Exercise prompt: Which lines come from the start of the records through the line that holds "# test: pin the green logo, one"? Write them out word for word.

[Records drawn from a dataset]
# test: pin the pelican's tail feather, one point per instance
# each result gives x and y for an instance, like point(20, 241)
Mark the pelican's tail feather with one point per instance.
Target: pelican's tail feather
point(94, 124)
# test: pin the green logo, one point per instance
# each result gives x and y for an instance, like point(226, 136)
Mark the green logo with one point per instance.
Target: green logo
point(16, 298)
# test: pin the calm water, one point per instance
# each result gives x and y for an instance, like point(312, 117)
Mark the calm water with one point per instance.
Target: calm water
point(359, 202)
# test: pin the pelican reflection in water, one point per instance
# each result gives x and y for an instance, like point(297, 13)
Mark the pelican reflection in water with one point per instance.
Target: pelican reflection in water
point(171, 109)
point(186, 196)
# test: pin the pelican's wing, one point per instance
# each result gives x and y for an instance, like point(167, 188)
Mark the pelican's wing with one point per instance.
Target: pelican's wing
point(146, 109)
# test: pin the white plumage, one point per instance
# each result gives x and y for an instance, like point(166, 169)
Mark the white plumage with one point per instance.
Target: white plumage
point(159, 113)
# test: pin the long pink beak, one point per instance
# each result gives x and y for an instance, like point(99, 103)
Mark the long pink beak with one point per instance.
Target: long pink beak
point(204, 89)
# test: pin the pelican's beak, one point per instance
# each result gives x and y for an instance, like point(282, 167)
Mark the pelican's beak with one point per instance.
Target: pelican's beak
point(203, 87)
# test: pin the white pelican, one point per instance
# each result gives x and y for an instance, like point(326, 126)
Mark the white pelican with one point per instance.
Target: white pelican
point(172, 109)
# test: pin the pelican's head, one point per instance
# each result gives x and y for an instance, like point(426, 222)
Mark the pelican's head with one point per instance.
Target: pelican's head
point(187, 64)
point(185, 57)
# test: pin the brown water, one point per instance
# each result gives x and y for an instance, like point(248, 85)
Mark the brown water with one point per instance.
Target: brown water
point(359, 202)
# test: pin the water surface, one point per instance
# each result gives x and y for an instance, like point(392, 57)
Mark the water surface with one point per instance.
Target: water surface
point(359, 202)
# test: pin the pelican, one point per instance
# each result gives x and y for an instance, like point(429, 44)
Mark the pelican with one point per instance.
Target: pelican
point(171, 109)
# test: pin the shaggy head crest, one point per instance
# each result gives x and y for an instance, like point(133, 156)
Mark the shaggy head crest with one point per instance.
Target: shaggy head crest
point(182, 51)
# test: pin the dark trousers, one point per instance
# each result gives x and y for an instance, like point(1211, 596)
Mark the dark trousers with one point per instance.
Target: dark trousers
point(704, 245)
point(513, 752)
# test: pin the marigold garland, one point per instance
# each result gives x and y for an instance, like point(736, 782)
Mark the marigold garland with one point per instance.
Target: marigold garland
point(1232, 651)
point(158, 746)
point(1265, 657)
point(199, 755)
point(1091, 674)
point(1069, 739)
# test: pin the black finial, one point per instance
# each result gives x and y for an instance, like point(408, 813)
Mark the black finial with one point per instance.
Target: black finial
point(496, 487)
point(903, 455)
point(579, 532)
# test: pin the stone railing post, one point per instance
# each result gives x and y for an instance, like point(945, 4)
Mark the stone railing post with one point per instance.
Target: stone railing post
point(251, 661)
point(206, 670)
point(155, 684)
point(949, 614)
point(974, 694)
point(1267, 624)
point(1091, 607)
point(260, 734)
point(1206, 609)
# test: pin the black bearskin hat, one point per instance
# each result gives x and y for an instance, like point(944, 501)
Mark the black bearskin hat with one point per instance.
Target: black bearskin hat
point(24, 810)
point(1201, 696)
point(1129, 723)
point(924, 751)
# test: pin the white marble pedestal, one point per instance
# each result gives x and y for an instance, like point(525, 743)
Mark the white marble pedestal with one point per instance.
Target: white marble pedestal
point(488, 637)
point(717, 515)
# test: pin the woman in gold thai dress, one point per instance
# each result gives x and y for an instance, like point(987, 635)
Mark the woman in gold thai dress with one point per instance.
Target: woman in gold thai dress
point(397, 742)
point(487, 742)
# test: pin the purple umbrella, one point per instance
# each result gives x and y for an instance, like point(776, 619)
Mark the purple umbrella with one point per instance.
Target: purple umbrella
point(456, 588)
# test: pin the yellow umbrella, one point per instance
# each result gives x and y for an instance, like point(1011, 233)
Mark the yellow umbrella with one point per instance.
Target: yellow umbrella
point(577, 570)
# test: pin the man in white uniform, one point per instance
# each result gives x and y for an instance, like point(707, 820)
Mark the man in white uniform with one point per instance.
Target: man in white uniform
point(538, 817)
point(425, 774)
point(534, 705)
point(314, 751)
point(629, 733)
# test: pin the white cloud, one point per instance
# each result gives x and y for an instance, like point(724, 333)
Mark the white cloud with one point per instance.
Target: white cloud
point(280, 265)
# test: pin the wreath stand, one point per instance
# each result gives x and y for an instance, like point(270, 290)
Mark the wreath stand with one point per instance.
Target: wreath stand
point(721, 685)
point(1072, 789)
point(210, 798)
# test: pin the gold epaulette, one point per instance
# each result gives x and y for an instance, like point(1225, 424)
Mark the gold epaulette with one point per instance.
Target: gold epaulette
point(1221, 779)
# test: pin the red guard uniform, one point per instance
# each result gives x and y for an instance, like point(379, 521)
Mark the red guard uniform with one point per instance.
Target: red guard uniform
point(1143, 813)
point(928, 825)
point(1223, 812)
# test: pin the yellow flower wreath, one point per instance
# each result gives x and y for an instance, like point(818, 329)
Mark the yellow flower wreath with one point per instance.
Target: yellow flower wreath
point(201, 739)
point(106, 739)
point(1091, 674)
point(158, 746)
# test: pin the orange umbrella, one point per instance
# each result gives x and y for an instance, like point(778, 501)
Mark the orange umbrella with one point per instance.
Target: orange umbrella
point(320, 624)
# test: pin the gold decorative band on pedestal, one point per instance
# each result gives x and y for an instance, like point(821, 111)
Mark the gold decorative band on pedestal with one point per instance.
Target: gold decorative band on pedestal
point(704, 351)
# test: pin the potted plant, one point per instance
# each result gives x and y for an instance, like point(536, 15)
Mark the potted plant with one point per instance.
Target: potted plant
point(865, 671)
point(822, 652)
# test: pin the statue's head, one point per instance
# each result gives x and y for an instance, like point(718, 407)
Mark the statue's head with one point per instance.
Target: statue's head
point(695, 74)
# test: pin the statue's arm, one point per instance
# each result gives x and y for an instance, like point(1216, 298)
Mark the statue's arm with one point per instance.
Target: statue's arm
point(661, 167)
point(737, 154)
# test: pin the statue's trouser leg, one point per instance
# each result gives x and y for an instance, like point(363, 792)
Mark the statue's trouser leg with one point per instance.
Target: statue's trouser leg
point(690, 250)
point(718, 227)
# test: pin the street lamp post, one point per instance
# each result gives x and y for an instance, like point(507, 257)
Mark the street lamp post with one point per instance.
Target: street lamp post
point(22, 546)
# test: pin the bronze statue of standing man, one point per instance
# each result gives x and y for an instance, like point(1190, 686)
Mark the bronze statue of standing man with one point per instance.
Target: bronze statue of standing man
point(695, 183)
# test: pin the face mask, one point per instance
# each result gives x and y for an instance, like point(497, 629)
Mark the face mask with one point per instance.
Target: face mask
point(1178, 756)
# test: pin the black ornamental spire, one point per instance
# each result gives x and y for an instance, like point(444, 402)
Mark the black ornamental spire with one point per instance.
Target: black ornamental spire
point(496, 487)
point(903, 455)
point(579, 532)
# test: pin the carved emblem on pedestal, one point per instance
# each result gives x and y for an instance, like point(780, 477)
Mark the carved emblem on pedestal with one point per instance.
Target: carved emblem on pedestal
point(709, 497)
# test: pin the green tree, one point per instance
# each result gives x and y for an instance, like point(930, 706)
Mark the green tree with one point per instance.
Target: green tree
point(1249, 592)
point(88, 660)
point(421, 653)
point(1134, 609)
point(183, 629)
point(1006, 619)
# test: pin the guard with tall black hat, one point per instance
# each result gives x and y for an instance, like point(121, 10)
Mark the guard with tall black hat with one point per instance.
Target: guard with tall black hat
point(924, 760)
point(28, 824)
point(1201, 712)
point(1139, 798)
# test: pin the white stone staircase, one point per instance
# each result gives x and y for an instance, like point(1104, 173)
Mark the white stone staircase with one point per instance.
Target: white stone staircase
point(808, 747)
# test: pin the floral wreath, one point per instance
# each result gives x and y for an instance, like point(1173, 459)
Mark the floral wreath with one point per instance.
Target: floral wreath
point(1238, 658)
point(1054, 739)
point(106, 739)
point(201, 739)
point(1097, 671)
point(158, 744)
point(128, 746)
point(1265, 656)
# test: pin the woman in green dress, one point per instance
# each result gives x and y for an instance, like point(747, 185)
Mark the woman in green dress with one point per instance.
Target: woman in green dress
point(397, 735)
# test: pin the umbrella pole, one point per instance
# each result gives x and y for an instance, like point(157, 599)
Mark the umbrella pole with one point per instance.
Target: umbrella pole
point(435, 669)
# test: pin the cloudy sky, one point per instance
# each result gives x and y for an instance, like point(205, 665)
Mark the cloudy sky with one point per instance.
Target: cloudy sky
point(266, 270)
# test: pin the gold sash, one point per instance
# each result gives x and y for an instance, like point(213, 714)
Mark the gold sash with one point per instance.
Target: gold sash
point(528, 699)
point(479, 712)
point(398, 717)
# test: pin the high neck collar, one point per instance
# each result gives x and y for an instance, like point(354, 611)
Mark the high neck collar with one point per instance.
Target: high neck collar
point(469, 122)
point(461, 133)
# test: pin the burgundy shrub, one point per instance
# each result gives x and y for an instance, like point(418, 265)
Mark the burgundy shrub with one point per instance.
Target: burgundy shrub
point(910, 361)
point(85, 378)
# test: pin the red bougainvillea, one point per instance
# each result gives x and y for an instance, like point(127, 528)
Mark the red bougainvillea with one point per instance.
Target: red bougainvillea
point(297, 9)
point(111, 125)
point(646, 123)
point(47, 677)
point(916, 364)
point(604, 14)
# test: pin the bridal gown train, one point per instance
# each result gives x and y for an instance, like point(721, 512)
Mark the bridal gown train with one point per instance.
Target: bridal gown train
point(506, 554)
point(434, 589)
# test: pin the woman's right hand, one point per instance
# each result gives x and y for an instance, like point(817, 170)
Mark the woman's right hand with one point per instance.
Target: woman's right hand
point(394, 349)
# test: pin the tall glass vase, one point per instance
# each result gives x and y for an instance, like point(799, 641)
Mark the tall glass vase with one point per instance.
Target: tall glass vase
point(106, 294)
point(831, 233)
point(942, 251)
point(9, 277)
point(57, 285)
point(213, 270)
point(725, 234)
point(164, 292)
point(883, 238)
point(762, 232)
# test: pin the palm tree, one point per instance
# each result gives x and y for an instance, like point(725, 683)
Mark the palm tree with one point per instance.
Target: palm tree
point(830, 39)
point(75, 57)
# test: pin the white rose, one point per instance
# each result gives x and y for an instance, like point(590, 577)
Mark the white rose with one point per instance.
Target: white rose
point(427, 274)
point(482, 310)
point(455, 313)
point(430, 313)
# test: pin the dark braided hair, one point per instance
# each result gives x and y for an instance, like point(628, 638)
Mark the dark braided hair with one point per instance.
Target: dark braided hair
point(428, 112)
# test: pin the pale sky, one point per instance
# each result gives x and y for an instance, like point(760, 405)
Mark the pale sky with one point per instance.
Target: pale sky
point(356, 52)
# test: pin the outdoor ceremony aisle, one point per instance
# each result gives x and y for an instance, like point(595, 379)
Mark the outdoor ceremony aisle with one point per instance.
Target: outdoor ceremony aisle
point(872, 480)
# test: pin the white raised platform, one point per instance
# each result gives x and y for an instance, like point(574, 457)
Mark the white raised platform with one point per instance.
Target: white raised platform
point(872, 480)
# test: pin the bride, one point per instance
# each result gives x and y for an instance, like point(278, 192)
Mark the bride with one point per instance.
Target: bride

Your solution:
# test: pin the pelican's tail feather, one point per instance
# each result gives x and y for an instance, like point(20, 241)
Mark the pelican's tail feather with one point per instance.
Target: pelican's tail feather
point(94, 124)
# test: pin the green logo, one point per instance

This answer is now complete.